[What this exercise asks]
**a)** Transcribe the passage of the norovirus article starting with "Know Your Products" and going on through "their own health.".
**b)** Pick up the norovirus article after its final sentence and extend it with further text.

[Source text]
_____

5 Ways to Slow the Surging Spread of Norovirus
Contributed by ProNatural Brands
Norovirus is in full swing this winter. While the number of cases hit historic lows during the pandemic, now that it's behind us, experts believe 2023 may be a record year for cases.vNorovirus is a family of viruses typically spread when an infected person vomits. A typical year sees about 20 million cases, around 800 deaths, and nearly 100,000 hospitalizations.
So, what can facility managers, administrators, and cleaning professionals do about this? ProNatural Brands offers the following suggestions to help slow the spread of norovirus.
Know Your Products
Know the difference between cleaning, sanitizing, and disinfecting. Cleaning removes soil on surfaces; sanitizing kills or eliminates most pathogens; disinfectants eliminate all pathogens listed on their product label. In most cases, cleaners and disinfectants should be used to clean up norovirus vomiting incidents.
Have Written Procedures
All cleaning procedures should be in writing, including those addressing norovirus. This standardizes the cleaning process and reinforces training. When cleaning procedures are in writing, workers know what to do, which products to select, and how to protect their own health.

_____

[Given entries]
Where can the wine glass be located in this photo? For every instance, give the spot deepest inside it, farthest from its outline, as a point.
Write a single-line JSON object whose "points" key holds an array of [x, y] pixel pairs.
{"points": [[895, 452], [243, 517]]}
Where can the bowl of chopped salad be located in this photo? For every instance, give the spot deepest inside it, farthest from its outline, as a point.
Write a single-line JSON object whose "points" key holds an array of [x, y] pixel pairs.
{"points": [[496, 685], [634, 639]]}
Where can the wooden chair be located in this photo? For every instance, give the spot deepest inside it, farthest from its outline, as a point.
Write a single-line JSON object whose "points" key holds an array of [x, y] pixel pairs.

_____

[Expected responses]
**a)**
Know Your Products
Know the difference between cleaning, sanitizing, and disinfecting. Cleaning removes soil on surfaces; sanitizing kills or eliminates most pathogens; disinfectants eliminate all pathogens listed on their product label. In most cases, cleaners and disinfectants should be used to clean up norovirus vomiting incidents.
Have Written Procedures
All cleaning procedures should be in writing, including those addressing norovirus. This standardizes the cleaning process and reinforces training. When cleaning procedures are in writing, workers know what to do, which products to select, and how to protect their own health.

**b)**
Use Cleaning Products Properly
In a norovirus situation, surfaces should be cleaned first, and then an EPA-registered disinfectant should be used to disinfect the surfaces. However, at least one EPA-registered, citrus-based disinfectant can clean and disinfect in one step. This improves worker productivity, helping staff disinfect more surfaces faster.
Vacate the Area
After a vomiting incident, administrators should ask everyone to leave the immediate area. This reduces the chances of others getting sick.
Norovirus vomiting is referred to as "forceful vomiting." The greater force causes norovirus pathogens to spread as much as 25 feet from the immediate area. This means all surfaces, high and low, within 25 feet must be cleaned.
"At this time of the year, we must assume any vomiting incident may be related to norovirus," adds Lee Chen, CEO at ProNatural Brands. "Even if it's not, it's better to be safe than sorry."